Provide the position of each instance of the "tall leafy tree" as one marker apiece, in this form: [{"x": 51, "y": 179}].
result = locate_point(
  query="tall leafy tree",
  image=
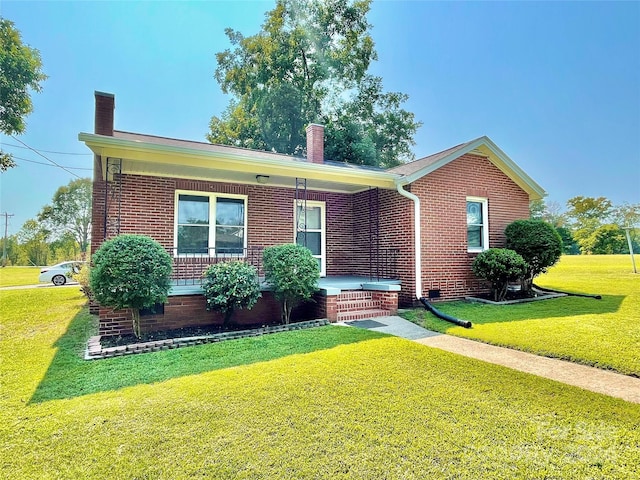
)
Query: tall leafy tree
[
  {"x": 309, "y": 64},
  {"x": 70, "y": 212},
  {"x": 20, "y": 73},
  {"x": 586, "y": 215},
  {"x": 33, "y": 238}
]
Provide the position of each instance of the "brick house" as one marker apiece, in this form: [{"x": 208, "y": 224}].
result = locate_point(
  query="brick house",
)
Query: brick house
[{"x": 206, "y": 203}]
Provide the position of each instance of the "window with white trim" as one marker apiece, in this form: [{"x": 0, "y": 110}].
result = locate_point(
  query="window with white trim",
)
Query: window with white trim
[
  {"x": 477, "y": 224},
  {"x": 312, "y": 233},
  {"x": 210, "y": 224}
]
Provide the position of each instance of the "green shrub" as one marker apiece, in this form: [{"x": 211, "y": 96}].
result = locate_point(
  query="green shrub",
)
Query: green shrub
[
  {"x": 131, "y": 271},
  {"x": 538, "y": 242},
  {"x": 229, "y": 286},
  {"x": 499, "y": 266},
  {"x": 83, "y": 277},
  {"x": 293, "y": 273}
]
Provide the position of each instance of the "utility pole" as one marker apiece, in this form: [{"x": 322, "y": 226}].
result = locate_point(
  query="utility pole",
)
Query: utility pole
[
  {"x": 633, "y": 262},
  {"x": 4, "y": 244}
]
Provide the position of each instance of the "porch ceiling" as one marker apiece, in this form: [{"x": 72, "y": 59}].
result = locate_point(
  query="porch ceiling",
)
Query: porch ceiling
[{"x": 220, "y": 163}]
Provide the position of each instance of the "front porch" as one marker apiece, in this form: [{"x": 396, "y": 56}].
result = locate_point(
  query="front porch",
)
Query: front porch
[{"x": 339, "y": 298}]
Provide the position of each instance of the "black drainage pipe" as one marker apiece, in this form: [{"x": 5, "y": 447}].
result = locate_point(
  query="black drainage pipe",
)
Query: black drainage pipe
[
  {"x": 444, "y": 316},
  {"x": 597, "y": 297}
]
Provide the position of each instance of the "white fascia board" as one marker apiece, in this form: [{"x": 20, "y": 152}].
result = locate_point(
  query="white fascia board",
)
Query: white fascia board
[
  {"x": 534, "y": 190},
  {"x": 98, "y": 142}
]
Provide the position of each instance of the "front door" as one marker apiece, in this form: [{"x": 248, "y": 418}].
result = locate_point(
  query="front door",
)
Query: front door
[{"x": 310, "y": 230}]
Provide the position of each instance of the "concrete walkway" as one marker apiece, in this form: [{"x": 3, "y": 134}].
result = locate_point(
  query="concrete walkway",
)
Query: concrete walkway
[{"x": 587, "y": 378}]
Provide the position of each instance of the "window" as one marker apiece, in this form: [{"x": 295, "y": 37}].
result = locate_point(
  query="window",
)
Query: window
[
  {"x": 477, "y": 224},
  {"x": 210, "y": 224},
  {"x": 312, "y": 235}
]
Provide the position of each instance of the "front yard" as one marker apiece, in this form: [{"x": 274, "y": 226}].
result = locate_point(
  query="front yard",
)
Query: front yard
[
  {"x": 334, "y": 402},
  {"x": 602, "y": 333}
]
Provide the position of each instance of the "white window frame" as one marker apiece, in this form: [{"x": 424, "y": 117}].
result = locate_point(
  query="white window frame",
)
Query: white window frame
[
  {"x": 485, "y": 224},
  {"x": 323, "y": 231},
  {"x": 213, "y": 196}
]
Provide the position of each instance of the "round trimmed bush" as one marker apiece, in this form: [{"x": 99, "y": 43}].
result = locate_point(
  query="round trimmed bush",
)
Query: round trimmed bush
[
  {"x": 293, "y": 273},
  {"x": 131, "y": 271},
  {"x": 229, "y": 286},
  {"x": 538, "y": 242},
  {"x": 499, "y": 266}
]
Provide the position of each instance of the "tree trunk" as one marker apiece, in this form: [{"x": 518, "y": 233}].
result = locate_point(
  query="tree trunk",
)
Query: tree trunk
[{"x": 135, "y": 313}]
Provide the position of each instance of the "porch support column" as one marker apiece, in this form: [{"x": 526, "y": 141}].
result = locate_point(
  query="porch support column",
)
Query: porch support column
[{"x": 416, "y": 237}]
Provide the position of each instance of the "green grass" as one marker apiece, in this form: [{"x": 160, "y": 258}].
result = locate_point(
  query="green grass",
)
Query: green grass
[
  {"x": 602, "y": 333},
  {"x": 328, "y": 403},
  {"x": 16, "y": 276}
]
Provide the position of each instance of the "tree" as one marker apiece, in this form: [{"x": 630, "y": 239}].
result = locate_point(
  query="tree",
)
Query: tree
[
  {"x": 539, "y": 244},
  {"x": 33, "y": 238},
  {"x": 20, "y": 72},
  {"x": 569, "y": 245},
  {"x": 131, "y": 271},
  {"x": 70, "y": 212},
  {"x": 550, "y": 212},
  {"x": 499, "y": 266},
  {"x": 229, "y": 286},
  {"x": 293, "y": 273},
  {"x": 586, "y": 215},
  {"x": 606, "y": 240},
  {"x": 309, "y": 64}
]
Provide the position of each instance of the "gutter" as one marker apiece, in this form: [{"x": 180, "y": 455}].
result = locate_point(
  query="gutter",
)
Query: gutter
[{"x": 416, "y": 235}]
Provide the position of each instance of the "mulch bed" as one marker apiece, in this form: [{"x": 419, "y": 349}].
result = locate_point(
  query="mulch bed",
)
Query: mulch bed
[{"x": 175, "y": 333}]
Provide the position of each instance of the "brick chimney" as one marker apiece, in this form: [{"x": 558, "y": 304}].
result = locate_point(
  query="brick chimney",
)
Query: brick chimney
[
  {"x": 315, "y": 143},
  {"x": 105, "y": 104}
]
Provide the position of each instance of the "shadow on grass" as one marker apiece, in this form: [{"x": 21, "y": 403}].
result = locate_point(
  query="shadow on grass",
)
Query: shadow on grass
[
  {"x": 482, "y": 313},
  {"x": 69, "y": 375}
]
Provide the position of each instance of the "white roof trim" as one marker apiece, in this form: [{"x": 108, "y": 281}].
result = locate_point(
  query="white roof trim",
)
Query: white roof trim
[{"x": 505, "y": 164}]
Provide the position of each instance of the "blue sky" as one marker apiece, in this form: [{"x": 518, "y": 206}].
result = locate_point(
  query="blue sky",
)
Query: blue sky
[{"x": 555, "y": 85}]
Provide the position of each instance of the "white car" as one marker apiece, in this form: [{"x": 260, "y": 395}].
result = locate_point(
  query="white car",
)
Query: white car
[{"x": 59, "y": 274}]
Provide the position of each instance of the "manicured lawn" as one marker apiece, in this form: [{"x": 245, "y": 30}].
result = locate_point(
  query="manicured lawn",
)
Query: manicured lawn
[
  {"x": 603, "y": 333},
  {"x": 14, "y": 276},
  {"x": 333, "y": 402}
]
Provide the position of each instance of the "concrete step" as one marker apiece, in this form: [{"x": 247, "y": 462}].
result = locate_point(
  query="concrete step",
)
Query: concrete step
[
  {"x": 362, "y": 314},
  {"x": 355, "y": 295},
  {"x": 357, "y": 305}
]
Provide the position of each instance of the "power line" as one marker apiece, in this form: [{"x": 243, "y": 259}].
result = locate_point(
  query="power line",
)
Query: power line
[
  {"x": 45, "y": 157},
  {"x": 48, "y": 165},
  {"x": 46, "y": 151}
]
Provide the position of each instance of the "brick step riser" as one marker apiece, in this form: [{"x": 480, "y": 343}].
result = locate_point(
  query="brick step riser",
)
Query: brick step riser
[
  {"x": 348, "y": 316},
  {"x": 350, "y": 296},
  {"x": 355, "y": 305}
]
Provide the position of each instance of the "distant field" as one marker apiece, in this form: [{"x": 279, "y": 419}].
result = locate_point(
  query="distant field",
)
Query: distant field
[
  {"x": 15, "y": 276},
  {"x": 326, "y": 403},
  {"x": 602, "y": 333}
]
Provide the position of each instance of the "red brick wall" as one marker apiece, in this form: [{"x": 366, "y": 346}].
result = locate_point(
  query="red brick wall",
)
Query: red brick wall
[
  {"x": 187, "y": 311},
  {"x": 388, "y": 300},
  {"x": 395, "y": 230},
  {"x": 446, "y": 265},
  {"x": 147, "y": 208}
]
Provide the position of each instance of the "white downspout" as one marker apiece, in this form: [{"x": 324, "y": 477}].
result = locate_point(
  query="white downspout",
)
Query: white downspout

→ **Work to complete**
Looking at the data above, how many lines hold the word "downspout"? Respond with the number alone.

→ **Written response**
3